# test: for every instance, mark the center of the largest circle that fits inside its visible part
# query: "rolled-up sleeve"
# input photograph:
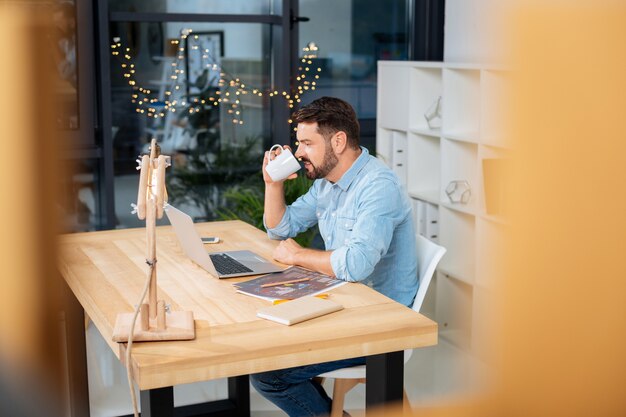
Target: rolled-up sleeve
(298, 217)
(378, 213)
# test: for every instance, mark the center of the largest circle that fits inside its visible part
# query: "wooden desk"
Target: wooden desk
(105, 272)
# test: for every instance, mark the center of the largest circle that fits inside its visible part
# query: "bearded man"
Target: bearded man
(364, 217)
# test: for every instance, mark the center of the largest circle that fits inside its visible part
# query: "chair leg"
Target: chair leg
(406, 404)
(340, 389)
(319, 380)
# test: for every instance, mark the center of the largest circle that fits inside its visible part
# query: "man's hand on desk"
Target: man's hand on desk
(287, 252)
(290, 253)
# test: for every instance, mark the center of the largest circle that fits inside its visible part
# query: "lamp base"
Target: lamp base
(179, 326)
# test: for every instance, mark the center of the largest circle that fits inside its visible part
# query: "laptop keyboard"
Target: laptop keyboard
(226, 265)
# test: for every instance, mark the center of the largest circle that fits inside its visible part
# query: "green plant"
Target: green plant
(206, 172)
(246, 202)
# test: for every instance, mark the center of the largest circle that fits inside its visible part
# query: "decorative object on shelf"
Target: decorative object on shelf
(459, 191)
(433, 114)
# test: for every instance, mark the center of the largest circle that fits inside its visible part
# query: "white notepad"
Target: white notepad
(298, 310)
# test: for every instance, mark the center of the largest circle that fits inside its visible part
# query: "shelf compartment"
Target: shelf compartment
(425, 89)
(384, 150)
(393, 93)
(399, 157)
(491, 244)
(425, 165)
(493, 169)
(460, 164)
(429, 306)
(484, 316)
(495, 108)
(461, 103)
(457, 235)
(454, 311)
(431, 196)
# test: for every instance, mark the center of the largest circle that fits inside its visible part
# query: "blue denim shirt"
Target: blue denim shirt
(365, 219)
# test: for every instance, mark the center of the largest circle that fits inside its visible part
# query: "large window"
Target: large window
(202, 90)
(255, 47)
(352, 36)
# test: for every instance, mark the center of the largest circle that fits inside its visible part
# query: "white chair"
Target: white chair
(428, 256)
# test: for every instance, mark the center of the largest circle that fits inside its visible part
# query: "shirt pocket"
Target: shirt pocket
(345, 229)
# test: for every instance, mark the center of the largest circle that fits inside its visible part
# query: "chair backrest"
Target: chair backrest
(428, 256)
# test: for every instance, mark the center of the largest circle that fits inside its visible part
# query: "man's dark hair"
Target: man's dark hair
(332, 115)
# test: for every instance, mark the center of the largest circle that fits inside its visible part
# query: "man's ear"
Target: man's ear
(339, 142)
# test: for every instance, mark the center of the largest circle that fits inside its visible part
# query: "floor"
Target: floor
(432, 375)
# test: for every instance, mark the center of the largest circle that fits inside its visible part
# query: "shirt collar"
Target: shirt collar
(347, 178)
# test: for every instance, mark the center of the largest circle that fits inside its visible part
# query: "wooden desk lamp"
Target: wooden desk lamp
(153, 323)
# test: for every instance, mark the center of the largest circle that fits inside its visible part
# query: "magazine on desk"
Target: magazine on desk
(292, 283)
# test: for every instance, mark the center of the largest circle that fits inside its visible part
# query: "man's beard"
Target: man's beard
(330, 161)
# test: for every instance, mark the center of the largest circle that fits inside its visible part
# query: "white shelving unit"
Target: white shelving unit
(469, 142)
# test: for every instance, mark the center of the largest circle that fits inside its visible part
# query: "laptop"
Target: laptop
(220, 264)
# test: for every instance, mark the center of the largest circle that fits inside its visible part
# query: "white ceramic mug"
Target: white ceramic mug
(283, 164)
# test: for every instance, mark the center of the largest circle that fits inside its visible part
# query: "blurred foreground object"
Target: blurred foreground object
(30, 365)
(563, 334)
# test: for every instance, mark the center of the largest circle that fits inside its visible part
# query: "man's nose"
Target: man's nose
(299, 151)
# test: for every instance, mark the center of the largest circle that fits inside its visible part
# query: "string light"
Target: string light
(228, 85)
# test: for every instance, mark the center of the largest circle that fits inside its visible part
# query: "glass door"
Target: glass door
(209, 80)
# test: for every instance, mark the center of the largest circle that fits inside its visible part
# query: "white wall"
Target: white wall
(475, 31)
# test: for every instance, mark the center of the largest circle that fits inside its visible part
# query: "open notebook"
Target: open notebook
(296, 311)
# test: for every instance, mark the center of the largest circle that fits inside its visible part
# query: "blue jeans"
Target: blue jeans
(294, 392)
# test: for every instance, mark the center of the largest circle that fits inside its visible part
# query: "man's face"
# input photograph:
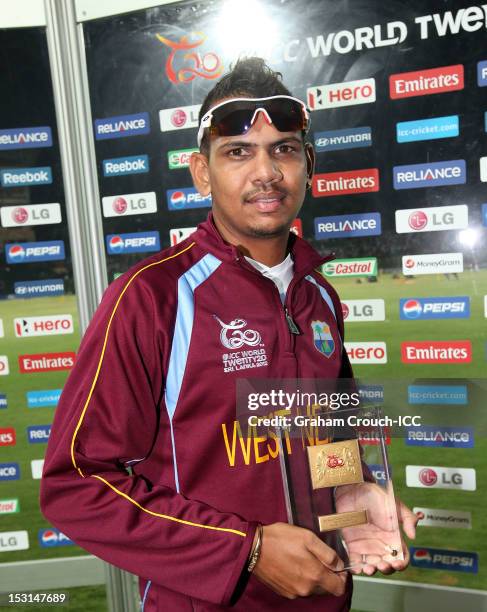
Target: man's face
(257, 180)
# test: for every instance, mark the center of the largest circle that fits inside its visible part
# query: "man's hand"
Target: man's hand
(369, 546)
(294, 562)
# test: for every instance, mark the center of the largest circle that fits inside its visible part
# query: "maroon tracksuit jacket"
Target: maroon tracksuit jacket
(153, 388)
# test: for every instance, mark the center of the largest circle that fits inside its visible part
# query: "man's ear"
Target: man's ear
(198, 166)
(310, 163)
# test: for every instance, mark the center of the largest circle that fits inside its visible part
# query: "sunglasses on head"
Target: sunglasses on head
(236, 116)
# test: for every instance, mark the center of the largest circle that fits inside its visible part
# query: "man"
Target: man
(147, 466)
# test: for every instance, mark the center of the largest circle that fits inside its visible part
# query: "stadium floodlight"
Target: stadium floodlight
(469, 237)
(246, 28)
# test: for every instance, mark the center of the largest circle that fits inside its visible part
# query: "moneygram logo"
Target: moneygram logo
(43, 399)
(138, 242)
(334, 140)
(437, 218)
(426, 82)
(25, 327)
(25, 138)
(366, 352)
(178, 234)
(438, 394)
(433, 477)
(428, 129)
(48, 538)
(348, 226)
(363, 266)
(363, 310)
(4, 369)
(432, 263)
(439, 558)
(46, 362)
(30, 214)
(179, 158)
(434, 517)
(448, 437)
(44, 288)
(119, 166)
(341, 94)
(122, 126)
(345, 183)
(7, 436)
(26, 252)
(435, 174)
(441, 351)
(129, 204)
(435, 308)
(185, 198)
(180, 118)
(25, 177)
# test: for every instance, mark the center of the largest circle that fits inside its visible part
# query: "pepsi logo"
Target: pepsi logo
(120, 205)
(178, 118)
(116, 243)
(412, 309)
(178, 199)
(20, 215)
(422, 555)
(428, 477)
(16, 252)
(418, 220)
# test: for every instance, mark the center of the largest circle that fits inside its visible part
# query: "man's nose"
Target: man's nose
(266, 168)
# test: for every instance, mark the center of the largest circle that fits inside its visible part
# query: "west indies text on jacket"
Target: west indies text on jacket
(153, 388)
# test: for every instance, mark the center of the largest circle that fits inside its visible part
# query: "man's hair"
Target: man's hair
(249, 78)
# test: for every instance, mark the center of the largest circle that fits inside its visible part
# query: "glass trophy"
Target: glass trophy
(337, 482)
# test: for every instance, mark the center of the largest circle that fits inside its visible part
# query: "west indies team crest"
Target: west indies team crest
(322, 338)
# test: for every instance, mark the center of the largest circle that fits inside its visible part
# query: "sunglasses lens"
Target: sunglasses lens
(235, 118)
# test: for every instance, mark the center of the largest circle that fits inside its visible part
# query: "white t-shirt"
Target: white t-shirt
(281, 275)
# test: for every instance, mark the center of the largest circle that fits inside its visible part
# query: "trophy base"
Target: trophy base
(330, 522)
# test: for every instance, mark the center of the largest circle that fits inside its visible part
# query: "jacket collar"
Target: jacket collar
(304, 255)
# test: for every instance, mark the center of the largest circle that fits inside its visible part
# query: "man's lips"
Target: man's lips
(267, 202)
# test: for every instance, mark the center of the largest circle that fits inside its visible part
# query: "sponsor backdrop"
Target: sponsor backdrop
(398, 99)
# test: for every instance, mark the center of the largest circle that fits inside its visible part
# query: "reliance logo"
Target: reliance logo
(435, 174)
(346, 183)
(122, 126)
(426, 82)
(348, 226)
(341, 94)
(442, 351)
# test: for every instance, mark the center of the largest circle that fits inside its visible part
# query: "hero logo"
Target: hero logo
(345, 183)
(46, 362)
(49, 538)
(341, 94)
(435, 308)
(425, 82)
(432, 219)
(43, 326)
(7, 436)
(4, 369)
(179, 118)
(366, 352)
(33, 214)
(442, 351)
(131, 204)
(178, 199)
(452, 172)
(178, 234)
(435, 477)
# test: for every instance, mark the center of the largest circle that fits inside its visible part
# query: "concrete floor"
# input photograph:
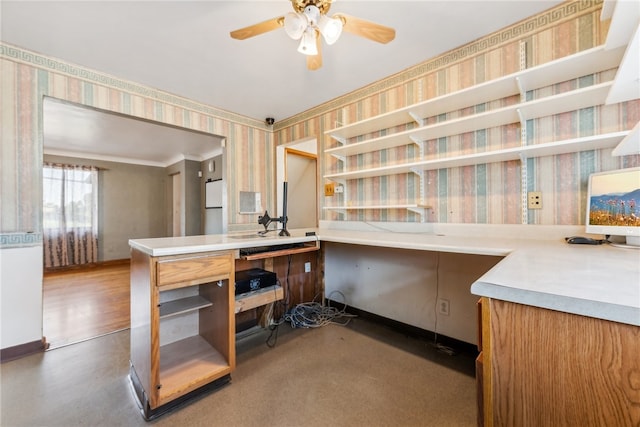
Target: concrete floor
(363, 374)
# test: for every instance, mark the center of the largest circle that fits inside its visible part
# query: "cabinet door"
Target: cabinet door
(550, 368)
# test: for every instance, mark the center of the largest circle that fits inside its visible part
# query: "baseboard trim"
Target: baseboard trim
(98, 264)
(26, 349)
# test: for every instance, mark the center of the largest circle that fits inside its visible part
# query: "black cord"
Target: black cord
(272, 339)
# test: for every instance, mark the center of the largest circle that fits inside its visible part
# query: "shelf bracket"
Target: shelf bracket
(421, 174)
(419, 120)
(523, 122)
(524, 211)
(339, 157)
(521, 89)
(420, 211)
(420, 143)
(340, 139)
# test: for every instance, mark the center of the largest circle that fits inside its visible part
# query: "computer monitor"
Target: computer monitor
(613, 205)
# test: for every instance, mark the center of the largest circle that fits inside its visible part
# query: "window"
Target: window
(70, 219)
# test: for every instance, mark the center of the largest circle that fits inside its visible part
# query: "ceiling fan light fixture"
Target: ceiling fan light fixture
(295, 24)
(308, 42)
(313, 14)
(330, 28)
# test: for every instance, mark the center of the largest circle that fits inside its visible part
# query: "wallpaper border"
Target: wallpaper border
(37, 60)
(518, 31)
(19, 240)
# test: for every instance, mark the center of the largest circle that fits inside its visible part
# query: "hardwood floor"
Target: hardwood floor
(83, 303)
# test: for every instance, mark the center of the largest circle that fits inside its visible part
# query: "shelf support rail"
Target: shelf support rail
(524, 211)
(420, 210)
(419, 120)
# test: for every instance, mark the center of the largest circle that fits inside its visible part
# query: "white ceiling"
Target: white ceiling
(183, 47)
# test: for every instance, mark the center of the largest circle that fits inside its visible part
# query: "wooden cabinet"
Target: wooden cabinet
(182, 326)
(297, 271)
(541, 367)
(379, 133)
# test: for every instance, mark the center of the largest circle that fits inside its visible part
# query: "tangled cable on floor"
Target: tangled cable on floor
(310, 315)
(315, 315)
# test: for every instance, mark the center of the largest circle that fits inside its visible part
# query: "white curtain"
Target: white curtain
(70, 214)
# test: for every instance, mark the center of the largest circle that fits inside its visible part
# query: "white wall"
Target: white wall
(20, 295)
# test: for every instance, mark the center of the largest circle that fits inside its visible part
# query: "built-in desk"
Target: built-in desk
(183, 311)
(559, 323)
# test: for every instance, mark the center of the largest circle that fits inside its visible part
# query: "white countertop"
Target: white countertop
(543, 271)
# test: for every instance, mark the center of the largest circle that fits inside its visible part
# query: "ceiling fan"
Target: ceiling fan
(310, 21)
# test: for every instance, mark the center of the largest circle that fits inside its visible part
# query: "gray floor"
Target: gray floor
(360, 375)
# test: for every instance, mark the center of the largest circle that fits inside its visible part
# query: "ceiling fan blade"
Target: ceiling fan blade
(314, 62)
(367, 29)
(257, 29)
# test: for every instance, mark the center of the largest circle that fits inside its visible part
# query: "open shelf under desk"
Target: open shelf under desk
(183, 305)
(281, 252)
(188, 364)
(258, 298)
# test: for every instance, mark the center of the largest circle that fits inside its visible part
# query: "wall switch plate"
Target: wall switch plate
(534, 199)
(443, 306)
(329, 189)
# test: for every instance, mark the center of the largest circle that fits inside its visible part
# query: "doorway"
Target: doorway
(134, 201)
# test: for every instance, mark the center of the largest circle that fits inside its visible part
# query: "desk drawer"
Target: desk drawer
(193, 270)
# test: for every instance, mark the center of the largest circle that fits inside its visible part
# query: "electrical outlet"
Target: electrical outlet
(443, 306)
(329, 189)
(534, 199)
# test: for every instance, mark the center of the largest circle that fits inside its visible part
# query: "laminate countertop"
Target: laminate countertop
(601, 281)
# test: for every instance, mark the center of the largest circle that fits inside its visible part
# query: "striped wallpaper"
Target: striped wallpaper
(487, 193)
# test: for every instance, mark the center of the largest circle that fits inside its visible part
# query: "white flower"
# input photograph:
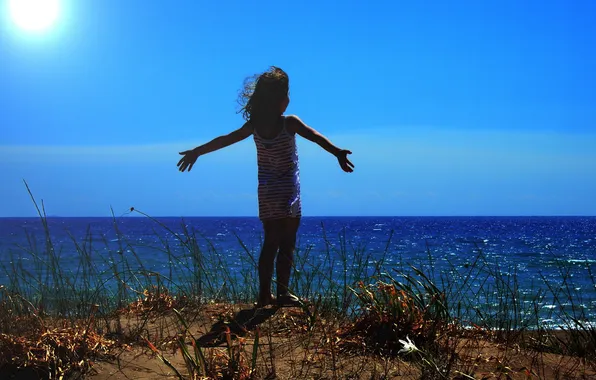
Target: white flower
(409, 346)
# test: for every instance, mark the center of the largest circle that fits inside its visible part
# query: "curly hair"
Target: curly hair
(263, 93)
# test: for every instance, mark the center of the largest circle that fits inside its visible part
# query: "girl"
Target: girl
(264, 99)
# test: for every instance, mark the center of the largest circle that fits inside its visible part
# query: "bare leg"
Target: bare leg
(285, 258)
(266, 259)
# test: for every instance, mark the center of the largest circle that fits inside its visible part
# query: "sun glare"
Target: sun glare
(34, 15)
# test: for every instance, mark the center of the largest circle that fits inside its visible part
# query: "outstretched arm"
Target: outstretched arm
(190, 156)
(296, 125)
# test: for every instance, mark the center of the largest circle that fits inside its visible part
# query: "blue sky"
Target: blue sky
(450, 108)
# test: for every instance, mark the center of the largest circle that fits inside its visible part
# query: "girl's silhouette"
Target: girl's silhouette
(264, 100)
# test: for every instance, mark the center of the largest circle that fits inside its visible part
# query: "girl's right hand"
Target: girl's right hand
(342, 158)
(189, 159)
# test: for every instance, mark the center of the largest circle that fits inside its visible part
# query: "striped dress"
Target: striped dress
(279, 177)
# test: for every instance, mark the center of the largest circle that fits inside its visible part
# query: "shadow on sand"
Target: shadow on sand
(243, 322)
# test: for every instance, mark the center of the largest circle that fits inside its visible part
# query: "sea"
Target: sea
(538, 263)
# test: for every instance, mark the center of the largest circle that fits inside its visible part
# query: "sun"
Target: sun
(34, 15)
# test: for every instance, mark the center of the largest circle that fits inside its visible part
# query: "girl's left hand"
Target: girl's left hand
(342, 158)
(189, 159)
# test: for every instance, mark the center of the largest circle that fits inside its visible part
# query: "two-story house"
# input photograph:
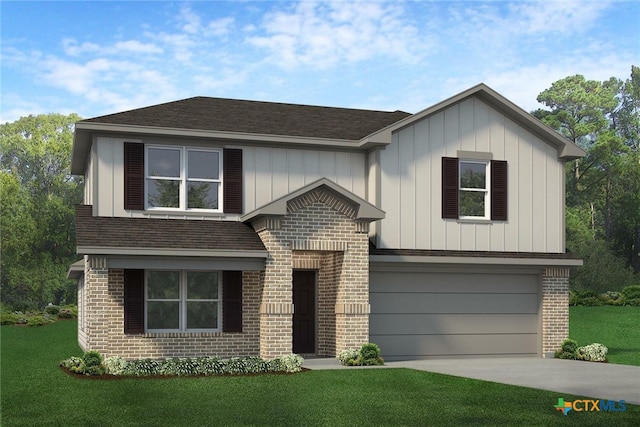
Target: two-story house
(227, 227)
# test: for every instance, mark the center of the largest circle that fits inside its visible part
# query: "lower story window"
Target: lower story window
(182, 300)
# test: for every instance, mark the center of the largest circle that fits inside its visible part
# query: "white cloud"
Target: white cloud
(323, 35)
(557, 16)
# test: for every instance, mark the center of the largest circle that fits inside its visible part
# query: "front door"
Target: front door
(304, 311)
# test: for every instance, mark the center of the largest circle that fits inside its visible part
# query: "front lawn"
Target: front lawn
(36, 392)
(618, 328)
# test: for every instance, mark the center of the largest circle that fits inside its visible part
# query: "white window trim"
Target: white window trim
(486, 190)
(183, 302)
(183, 179)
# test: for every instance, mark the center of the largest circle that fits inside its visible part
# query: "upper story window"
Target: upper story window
(183, 178)
(474, 189)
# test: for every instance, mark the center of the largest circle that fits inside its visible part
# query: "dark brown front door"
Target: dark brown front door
(304, 314)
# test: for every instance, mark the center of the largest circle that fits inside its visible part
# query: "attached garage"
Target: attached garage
(471, 313)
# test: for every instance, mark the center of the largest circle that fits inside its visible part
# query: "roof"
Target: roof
(255, 117)
(98, 234)
(234, 119)
(567, 150)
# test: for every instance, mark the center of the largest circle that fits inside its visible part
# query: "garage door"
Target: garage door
(424, 315)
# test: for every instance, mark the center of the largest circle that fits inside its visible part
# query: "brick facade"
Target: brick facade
(320, 233)
(555, 309)
(104, 320)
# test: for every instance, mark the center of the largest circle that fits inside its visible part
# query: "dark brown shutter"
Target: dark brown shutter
(134, 175)
(232, 301)
(499, 206)
(133, 301)
(449, 187)
(232, 181)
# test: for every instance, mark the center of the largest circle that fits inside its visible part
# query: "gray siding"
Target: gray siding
(411, 193)
(269, 173)
(437, 314)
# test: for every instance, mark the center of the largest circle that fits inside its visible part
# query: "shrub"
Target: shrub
(348, 355)
(370, 354)
(115, 365)
(593, 353)
(52, 309)
(631, 295)
(38, 320)
(68, 312)
(568, 350)
(8, 318)
(291, 363)
(91, 364)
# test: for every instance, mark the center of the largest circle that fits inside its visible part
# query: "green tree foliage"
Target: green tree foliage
(36, 212)
(603, 189)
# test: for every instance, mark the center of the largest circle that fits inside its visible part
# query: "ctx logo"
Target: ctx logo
(590, 405)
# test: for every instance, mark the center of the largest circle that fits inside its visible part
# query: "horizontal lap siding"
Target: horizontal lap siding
(428, 314)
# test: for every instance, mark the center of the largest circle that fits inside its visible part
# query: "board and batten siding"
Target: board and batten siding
(410, 184)
(268, 173)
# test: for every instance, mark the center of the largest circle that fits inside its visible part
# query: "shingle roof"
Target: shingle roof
(163, 233)
(270, 118)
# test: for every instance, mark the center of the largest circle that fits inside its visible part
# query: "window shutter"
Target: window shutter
(134, 175)
(450, 187)
(499, 206)
(133, 301)
(232, 167)
(232, 301)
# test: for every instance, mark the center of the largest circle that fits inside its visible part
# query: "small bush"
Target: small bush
(631, 295)
(68, 312)
(568, 350)
(91, 364)
(8, 318)
(115, 365)
(593, 353)
(52, 309)
(291, 363)
(38, 320)
(347, 356)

_ _ _ _

[TASK INSTRUCTIONS]
Find every line in the records above that contains the word "garage", and copy each one.

[EXERCISE ANSWER]
# query: "attached garage"
Target: attached garage
# query: "garage door"
Target: garage door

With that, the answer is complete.